─── Dataset records ───

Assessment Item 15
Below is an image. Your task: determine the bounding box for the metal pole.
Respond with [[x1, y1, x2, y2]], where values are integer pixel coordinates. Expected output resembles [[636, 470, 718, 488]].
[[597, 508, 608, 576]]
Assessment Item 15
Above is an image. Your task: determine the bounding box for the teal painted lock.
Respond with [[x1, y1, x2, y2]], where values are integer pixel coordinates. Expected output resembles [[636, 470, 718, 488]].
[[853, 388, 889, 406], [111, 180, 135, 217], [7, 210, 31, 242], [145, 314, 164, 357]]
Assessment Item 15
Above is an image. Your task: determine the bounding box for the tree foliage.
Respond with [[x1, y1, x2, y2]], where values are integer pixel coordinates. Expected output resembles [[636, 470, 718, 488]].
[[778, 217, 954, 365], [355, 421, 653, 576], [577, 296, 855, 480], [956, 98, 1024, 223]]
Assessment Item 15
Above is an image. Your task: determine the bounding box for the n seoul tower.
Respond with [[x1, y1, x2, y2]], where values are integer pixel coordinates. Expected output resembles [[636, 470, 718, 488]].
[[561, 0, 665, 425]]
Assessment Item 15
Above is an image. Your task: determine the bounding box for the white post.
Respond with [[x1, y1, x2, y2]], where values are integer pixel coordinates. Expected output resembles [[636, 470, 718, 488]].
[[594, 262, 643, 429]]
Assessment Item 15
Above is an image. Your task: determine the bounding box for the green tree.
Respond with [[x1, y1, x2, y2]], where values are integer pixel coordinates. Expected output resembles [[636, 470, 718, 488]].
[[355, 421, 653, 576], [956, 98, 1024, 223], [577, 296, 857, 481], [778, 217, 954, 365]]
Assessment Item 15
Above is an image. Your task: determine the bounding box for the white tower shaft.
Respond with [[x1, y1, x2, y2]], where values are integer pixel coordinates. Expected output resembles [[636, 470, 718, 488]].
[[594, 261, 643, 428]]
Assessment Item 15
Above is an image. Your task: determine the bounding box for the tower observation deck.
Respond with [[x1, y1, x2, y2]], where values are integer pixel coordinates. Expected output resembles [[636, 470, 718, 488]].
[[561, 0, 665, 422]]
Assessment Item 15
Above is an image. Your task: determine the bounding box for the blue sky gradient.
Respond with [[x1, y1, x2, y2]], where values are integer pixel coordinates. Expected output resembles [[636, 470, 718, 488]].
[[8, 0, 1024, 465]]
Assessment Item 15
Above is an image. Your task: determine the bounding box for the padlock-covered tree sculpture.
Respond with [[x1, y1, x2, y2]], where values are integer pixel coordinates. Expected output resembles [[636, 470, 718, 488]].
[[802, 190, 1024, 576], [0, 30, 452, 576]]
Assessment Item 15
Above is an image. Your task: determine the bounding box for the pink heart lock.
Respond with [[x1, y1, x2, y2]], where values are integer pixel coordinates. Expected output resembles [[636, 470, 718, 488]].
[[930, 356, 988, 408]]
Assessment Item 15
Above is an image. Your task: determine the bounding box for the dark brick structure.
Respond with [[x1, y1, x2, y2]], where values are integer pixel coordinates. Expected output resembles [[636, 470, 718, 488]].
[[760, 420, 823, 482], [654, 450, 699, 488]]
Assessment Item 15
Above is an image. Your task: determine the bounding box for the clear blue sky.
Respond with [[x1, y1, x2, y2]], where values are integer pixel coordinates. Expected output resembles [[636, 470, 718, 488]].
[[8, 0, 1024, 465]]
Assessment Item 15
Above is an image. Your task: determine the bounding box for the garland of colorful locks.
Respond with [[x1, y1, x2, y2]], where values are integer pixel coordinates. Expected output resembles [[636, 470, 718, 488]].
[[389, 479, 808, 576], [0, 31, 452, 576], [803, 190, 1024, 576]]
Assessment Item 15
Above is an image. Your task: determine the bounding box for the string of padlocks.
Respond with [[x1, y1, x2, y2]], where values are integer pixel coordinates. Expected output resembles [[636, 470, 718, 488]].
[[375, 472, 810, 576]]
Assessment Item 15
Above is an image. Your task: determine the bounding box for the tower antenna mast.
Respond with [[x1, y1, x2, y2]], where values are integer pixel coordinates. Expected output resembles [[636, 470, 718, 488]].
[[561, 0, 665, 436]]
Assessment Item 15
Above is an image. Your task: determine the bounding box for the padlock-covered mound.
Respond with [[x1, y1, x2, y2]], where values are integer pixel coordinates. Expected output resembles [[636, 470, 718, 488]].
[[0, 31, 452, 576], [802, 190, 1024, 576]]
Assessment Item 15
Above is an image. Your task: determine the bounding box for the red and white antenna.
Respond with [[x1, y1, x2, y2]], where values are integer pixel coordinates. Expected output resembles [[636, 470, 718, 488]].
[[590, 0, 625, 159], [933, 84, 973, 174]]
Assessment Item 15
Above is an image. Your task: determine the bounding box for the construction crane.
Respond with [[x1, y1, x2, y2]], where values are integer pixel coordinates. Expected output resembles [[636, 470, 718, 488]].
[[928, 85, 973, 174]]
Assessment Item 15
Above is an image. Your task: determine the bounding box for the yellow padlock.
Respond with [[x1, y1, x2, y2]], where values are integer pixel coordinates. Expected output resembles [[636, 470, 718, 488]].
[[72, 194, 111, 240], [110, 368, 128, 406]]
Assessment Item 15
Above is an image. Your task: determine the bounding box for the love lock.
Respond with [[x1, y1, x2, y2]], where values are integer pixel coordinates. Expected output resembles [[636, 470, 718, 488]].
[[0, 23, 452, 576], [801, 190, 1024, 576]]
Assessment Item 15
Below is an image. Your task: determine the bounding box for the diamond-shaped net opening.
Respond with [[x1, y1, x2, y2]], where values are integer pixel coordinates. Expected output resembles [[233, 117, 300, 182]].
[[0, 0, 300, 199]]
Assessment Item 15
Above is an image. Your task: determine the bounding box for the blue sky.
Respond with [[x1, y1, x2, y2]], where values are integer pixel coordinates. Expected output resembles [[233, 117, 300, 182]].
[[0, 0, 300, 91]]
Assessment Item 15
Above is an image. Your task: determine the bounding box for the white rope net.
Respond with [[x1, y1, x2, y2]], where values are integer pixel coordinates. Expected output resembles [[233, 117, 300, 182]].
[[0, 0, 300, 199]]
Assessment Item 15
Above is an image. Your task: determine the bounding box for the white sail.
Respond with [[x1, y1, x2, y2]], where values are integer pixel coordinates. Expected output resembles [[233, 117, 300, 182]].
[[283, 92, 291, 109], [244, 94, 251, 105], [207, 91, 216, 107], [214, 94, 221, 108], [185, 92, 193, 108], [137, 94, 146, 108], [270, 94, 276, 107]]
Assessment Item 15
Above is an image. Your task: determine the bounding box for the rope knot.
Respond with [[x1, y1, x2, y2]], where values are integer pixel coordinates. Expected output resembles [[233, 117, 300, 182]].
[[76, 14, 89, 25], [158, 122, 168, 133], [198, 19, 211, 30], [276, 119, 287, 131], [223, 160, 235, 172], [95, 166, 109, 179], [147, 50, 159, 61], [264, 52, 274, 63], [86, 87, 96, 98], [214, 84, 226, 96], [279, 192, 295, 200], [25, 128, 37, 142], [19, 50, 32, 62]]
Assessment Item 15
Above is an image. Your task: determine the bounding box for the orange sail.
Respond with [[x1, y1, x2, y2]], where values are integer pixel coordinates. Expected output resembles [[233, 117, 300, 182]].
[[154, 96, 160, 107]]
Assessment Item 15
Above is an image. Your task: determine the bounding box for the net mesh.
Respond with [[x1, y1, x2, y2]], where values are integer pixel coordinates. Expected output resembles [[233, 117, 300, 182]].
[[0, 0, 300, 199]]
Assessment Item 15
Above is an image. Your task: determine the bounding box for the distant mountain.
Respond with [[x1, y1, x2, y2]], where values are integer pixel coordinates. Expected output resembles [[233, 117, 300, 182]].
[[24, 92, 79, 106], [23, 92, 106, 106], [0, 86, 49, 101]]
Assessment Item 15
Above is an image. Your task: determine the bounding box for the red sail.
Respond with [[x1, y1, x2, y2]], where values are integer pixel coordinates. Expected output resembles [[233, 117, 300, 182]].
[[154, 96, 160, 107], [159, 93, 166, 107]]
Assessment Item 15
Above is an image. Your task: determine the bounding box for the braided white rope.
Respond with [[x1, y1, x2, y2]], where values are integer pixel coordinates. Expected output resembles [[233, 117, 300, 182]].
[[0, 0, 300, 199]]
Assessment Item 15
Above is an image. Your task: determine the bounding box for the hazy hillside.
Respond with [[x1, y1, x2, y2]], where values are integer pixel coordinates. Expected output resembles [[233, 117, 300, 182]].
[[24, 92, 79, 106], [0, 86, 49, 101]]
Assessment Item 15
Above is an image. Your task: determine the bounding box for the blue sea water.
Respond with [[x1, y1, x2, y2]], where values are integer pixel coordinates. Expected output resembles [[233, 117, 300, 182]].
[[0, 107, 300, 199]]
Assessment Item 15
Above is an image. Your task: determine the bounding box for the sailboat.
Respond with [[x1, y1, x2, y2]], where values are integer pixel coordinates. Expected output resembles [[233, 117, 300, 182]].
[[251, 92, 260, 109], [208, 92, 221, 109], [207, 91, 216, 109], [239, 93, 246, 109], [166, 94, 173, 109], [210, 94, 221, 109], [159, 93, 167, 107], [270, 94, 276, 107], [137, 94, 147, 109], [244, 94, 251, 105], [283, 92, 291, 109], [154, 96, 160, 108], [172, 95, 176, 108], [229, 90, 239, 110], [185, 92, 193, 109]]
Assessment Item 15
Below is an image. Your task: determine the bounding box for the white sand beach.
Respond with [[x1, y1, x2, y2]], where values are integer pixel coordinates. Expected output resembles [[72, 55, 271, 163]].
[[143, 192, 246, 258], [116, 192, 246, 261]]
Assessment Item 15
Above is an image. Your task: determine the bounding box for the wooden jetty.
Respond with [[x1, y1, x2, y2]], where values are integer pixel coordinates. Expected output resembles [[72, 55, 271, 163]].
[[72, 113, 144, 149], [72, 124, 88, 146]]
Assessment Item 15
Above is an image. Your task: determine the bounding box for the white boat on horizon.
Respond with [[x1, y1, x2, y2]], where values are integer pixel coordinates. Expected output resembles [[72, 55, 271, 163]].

───

→ **Problem to solve**:
Change "integer pixel coordinates" to "whole-number pixel coordinates" in the listing from its first line up to and including the line with "314, 164, 357]]". Give only those lines, with everything else unchanged.

→ **Problem solution**:
Assessment Item 15
Below is an image. Your task: determine the bounding box for the metal pole.
Respond with [[x1, y1, x2, y2]], where values are whole-number pixel coordinates. Expected output resembles [[636, 470, 718, 488]].
[[597, 508, 608, 576]]
Assessment Item 15
Above is an image. Your task: determine the bounding box for the teal painted lock.
Respond with [[x1, y1, x2, y2]], where values are whole-number pixel coordinates. Expected output resembles [[636, 470, 718, 488]].
[[853, 388, 889, 406], [111, 180, 135, 217], [7, 210, 31, 242], [145, 314, 164, 357]]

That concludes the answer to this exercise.